R/tableschema.r.R

#' Table Schema Package
#' @description Table class for working with data and schema
#' @docType package
#' 
#' @section Introduction:
#' 
#' Table Schema is a simple language- and implementation-agnostic way to declare a schema for tabular data. 
#' Table Schema is well suited for use cases around handling and validating tabular data in text formats 
#' such as CSV, but its utility extends well beyond this core usage, towards a range of applications 
#' where data benefits from a portable schema format.
#' 
#' @section Concepts:
#' #
#' @section Tabular data:
#' Tabular data consists of a set of rows. Each row has a set of fields (columns). 
#' We usually expect that each row has the same set of fields and thus we can talk about 
#' the fields for the table as a whole.
#' 
#' In case of tables in spreadsheets or CSV files we often interpret the first row as a header row, 
#' giving the names of the fields. By contrast, in other situations, e.g. tables in SQL databases, 
#' the field names are explicitly designated.
#'   
#' @section Physical and logical representation:
#' 
#' In order to talk about the representation and processing of tabular data from text-based sources, 
#' it is useful to introduce the concepts of the \emph{physical} and the \emph{logical} representation of data.

DATASET CONTENT:
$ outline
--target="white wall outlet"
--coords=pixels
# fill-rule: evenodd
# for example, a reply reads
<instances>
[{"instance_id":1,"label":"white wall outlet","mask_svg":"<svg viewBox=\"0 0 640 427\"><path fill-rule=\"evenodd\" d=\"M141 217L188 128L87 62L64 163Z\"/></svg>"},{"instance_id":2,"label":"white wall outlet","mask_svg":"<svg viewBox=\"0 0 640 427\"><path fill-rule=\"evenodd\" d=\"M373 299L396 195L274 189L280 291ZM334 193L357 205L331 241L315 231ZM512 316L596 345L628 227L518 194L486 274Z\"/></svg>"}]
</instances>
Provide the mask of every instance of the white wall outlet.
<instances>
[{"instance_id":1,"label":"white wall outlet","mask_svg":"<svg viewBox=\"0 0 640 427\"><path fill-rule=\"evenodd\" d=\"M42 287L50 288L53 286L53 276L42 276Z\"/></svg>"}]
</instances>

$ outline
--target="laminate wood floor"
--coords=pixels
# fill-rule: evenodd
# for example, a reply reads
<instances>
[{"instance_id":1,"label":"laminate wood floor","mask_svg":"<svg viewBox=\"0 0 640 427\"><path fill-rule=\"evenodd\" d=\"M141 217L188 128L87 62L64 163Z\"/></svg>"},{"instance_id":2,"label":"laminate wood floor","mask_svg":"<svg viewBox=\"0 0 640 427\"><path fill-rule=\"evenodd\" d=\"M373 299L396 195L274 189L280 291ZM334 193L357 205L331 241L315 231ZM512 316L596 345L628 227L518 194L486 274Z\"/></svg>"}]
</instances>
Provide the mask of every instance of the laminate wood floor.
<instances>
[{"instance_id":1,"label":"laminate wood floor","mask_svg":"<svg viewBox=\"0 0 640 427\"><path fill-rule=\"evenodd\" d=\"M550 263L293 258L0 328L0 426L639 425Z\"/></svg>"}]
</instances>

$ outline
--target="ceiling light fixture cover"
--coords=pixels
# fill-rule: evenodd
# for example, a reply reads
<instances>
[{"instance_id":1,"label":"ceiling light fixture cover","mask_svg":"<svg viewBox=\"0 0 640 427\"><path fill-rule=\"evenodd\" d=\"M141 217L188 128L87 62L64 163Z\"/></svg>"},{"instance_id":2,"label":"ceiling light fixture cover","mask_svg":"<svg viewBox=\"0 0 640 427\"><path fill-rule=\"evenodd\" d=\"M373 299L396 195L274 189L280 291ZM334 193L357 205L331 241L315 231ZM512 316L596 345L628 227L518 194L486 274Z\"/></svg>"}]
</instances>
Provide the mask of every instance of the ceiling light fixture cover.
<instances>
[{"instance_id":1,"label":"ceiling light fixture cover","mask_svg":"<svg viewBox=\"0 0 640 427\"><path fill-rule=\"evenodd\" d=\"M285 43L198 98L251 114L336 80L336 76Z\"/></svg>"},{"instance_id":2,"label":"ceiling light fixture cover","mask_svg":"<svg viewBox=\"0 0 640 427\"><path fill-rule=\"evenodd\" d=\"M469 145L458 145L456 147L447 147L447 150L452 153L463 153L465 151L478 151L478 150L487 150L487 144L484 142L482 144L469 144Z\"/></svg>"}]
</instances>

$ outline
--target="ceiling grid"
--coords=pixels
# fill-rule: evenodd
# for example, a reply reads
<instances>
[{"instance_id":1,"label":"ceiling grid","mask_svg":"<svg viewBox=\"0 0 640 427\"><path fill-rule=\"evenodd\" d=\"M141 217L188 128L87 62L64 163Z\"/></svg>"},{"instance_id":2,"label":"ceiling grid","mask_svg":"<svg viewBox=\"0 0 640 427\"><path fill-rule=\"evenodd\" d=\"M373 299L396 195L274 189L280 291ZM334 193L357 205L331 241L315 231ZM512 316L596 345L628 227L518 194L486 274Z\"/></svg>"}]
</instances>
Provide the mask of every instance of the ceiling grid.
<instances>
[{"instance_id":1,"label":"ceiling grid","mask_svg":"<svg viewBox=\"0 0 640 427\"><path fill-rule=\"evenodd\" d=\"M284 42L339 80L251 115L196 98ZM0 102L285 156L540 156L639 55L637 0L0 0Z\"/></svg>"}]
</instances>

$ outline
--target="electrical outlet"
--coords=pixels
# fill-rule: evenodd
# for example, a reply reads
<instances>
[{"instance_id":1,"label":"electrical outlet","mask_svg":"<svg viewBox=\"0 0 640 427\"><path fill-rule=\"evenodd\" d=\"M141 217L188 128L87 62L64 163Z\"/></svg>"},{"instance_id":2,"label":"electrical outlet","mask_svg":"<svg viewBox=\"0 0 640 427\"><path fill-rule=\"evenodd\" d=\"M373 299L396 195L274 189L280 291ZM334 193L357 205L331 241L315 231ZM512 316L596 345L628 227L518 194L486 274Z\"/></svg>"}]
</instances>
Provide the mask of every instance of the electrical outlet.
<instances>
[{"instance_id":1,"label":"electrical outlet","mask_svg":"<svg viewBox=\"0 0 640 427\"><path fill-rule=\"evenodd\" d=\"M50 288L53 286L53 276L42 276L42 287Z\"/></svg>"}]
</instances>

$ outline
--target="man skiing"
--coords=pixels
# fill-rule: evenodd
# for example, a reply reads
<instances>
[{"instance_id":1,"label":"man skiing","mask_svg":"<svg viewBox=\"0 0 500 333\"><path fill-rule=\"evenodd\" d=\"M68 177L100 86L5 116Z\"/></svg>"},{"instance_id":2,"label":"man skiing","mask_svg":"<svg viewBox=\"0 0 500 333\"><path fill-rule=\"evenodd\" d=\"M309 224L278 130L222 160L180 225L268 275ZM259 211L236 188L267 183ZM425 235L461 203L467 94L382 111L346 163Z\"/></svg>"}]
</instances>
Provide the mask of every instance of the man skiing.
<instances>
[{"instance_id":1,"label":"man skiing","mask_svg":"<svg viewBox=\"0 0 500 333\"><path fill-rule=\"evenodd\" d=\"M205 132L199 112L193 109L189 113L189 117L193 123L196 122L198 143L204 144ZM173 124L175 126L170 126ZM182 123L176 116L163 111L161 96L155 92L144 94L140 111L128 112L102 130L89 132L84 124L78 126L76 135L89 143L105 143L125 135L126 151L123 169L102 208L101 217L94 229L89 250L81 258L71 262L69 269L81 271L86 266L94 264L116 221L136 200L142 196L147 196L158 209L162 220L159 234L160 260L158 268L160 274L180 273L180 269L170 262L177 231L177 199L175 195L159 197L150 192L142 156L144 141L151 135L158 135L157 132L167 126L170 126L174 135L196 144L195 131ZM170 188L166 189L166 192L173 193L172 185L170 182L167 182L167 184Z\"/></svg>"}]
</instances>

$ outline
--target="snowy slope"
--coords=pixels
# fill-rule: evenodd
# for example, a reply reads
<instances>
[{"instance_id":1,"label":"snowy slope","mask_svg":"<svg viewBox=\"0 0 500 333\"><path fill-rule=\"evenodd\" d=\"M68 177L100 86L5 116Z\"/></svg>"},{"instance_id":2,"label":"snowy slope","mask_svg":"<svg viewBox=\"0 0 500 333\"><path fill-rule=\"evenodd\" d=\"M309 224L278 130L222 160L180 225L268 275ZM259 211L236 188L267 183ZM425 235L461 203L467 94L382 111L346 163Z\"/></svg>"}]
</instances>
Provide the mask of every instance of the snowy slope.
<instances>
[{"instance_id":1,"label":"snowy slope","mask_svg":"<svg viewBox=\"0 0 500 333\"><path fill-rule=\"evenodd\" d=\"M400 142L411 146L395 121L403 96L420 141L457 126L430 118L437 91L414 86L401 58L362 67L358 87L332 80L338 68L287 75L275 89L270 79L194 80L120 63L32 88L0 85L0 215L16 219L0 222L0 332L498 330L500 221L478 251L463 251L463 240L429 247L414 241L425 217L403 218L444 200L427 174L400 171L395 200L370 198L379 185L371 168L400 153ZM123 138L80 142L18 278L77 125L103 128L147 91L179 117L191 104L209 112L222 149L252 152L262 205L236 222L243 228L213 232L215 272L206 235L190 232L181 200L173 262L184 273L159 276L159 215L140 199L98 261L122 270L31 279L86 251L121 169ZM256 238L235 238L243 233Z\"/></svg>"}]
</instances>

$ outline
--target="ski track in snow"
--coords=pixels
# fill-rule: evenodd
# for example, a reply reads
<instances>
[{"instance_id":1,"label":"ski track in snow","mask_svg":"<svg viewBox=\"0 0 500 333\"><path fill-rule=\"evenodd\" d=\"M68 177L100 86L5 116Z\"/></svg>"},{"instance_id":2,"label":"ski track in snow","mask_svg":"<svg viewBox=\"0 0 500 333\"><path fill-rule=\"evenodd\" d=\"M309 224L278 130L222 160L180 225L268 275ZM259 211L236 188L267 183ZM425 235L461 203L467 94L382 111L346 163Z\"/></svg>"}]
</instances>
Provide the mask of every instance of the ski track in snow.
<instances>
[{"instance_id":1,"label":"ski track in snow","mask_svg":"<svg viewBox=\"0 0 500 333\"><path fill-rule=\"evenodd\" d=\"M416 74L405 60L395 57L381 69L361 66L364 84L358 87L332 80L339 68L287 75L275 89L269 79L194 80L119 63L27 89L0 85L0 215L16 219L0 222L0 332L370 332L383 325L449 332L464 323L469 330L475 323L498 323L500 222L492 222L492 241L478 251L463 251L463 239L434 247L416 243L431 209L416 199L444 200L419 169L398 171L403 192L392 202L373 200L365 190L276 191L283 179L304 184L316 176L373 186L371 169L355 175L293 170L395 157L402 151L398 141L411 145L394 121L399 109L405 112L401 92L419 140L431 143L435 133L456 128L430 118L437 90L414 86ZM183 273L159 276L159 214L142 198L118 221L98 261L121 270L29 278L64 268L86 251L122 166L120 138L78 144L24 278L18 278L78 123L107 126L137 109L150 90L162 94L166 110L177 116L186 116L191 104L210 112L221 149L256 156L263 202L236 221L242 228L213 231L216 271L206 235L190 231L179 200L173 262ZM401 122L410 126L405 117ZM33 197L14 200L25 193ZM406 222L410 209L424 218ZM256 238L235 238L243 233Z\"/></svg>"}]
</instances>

EXERCISE INSTRUCTIONS:
a) In the Table Schema documentation, where are field names explicitly designated?
b) Please quote the Table Schema documentation word for word, beginning at the words "#' Table Schema is well" and stopping after "as a whole.".

SOLUTIONS TO THE EXERCISE:
a) In tables in SQL databases.

b)
#' Table Schema is well suited for use cases around handling and validating tabular data in text formats 
#' such as CSV, but its utility extends well beyond this core usage, towards a range of applications 
#' where data benefits from a portable schema format.
#' 
#' @section Concepts:
#' #
#' @section Tabular data:
#' Tabular data consists of a set of rows. Each row has a set of fields (columns). 
#' We usually expect that each row has the same set of fields and thus we can talk about 
#' the fields for the table as a whole.